• What needs to be done
Update all of the records below by replacing "count the rings around a point" with "count the outlines that enclose a point" and leaving every other part unchanged.

Records from a data source
----------
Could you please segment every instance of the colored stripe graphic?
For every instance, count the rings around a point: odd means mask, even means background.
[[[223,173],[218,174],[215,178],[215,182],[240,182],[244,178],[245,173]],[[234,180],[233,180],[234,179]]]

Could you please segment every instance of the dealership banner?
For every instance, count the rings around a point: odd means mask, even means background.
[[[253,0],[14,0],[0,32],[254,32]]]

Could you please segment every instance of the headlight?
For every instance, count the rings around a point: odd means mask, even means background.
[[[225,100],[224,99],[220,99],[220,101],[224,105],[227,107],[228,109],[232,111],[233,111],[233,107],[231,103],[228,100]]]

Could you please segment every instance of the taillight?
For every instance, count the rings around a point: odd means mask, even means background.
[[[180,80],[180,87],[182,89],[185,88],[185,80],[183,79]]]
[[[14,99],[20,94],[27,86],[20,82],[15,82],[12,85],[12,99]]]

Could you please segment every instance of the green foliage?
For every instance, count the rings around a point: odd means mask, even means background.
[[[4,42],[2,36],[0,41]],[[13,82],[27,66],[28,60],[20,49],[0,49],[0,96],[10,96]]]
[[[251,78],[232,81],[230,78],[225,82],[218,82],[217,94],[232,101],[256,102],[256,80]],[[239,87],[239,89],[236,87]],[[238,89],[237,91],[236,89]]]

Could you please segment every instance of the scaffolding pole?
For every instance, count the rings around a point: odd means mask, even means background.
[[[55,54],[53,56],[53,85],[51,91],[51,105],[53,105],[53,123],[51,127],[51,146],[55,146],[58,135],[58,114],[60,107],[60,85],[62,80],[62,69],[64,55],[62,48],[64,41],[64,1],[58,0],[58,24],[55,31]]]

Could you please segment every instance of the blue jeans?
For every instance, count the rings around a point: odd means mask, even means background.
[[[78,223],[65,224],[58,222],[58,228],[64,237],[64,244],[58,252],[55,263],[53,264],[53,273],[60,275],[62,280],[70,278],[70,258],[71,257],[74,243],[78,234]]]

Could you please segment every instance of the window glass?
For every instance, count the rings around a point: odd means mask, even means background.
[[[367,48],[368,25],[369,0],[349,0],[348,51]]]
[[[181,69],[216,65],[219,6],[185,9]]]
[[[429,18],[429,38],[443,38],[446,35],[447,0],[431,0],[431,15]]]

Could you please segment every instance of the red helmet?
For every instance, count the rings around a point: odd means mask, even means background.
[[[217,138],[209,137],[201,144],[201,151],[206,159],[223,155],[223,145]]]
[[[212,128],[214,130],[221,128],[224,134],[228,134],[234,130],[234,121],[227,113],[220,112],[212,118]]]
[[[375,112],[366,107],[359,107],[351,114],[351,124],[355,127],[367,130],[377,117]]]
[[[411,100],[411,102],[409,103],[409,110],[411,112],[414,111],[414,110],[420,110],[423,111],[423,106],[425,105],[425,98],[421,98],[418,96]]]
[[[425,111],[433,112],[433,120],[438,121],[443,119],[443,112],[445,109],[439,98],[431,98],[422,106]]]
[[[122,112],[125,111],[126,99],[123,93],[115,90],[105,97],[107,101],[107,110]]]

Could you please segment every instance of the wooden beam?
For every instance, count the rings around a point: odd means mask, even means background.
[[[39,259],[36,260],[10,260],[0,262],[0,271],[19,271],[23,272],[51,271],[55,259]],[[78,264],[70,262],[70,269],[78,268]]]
----------
• Result
Could you please segment every instance of the colored stripe graphic?
For every instance, count the outlines that enclose a point: odd means mask, even means background.
[[[223,173],[218,174],[215,178],[215,182],[240,182],[244,178],[245,173]],[[234,180],[233,180],[234,179]]]

Could you please segment every instance of the dealership banner?
For every instance, count the outlines that enclose a point: odd means mask, even means background.
[[[253,0],[14,0],[0,32],[254,32]]]

Could you please segment every instance of the headlight?
For every instance, count the outlines that enclose a point: odd means mask, even means background.
[[[225,100],[224,99],[220,99],[220,101],[224,105],[227,107],[228,109],[232,111],[233,111],[233,107],[231,103],[228,100]]]

Could you please segment every instance of the taillight?
For every instance, count the outlines that enclose a point: odd means mask, even means background.
[[[180,80],[180,87],[182,89],[185,88],[185,80],[183,79]]]
[[[14,99],[20,94],[27,86],[20,82],[15,82],[12,85],[12,99]]]

Could you please segment every instance of the green foliage?
For every instance, count the outlines that enclose a point: odd means mask, even means background.
[[[4,42],[2,36],[0,41]],[[13,82],[27,66],[28,60],[20,49],[0,49],[0,96],[10,96]]]
[[[251,78],[232,81],[230,78],[225,82],[218,82],[217,94],[232,101],[256,102],[256,80]],[[239,87],[239,89],[236,87]],[[238,89],[237,91],[236,89]]]

Could you please segment every instance of the scaffolding pole?
For every instance, count the outlines that enclose a point: odd means mask, even means background.
[[[55,54],[53,56],[53,85],[51,91],[51,105],[53,105],[53,123],[51,127],[51,146],[55,146],[58,135],[58,114],[60,107],[60,85],[62,80],[62,69],[64,55],[62,48],[64,41],[64,1],[58,0],[58,24],[55,31]]]

Could you please segment every instance of the blue jeans?
For every instance, count the outlines that enclose a point: odd means mask, even means background.
[[[78,223],[65,224],[58,222],[58,228],[64,237],[64,244],[58,252],[55,263],[53,264],[53,273],[60,275],[62,280],[70,278],[70,258],[71,257],[74,243],[78,234]]]

Could you please segment every instance of the window glass?
For every instance, count the outlines that enclose a point: odd means mask, even means background.
[[[367,48],[368,25],[369,0],[349,0],[348,51]]]
[[[181,69],[216,65],[219,6],[185,9]]]
[[[429,18],[429,38],[443,38],[446,35],[447,0],[431,0],[431,15]]]

Could you please segment every instance of the red helmet?
For every instance, count the outlines that enclose a point: odd means mask, even means background.
[[[217,138],[209,137],[201,144],[201,151],[206,159],[223,155],[223,145]]]
[[[212,128],[214,130],[221,128],[224,134],[228,134],[234,130],[234,121],[227,113],[220,112],[212,118]]]
[[[375,112],[366,107],[359,107],[351,114],[351,124],[355,127],[367,130],[377,117]]]
[[[411,100],[411,102],[409,103],[409,110],[411,112],[414,111],[414,110],[420,110],[423,111],[423,106],[425,105],[425,98],[421,98],[418,96]]]
[[[425,111],[433,112],[433,120],[438,121],[443,119],[443,112],[445,109],[439,98],[431,98],[422,106]]]
[[[122,112],[125,111],[126,99],[123,93],[115,90],[105,97],[107,101],[107,110]]]

Could you please segment every instance of the wooden beam?
For every instance, count the outlines that enclose a point: odd means mask, even means background.
[[[39,259],[36,260],[10,260],[0,262],[0,271],[19,271],[23,272],[51,271],[55,259]],[[78,264],[70,262],[70,269],[78,268]]]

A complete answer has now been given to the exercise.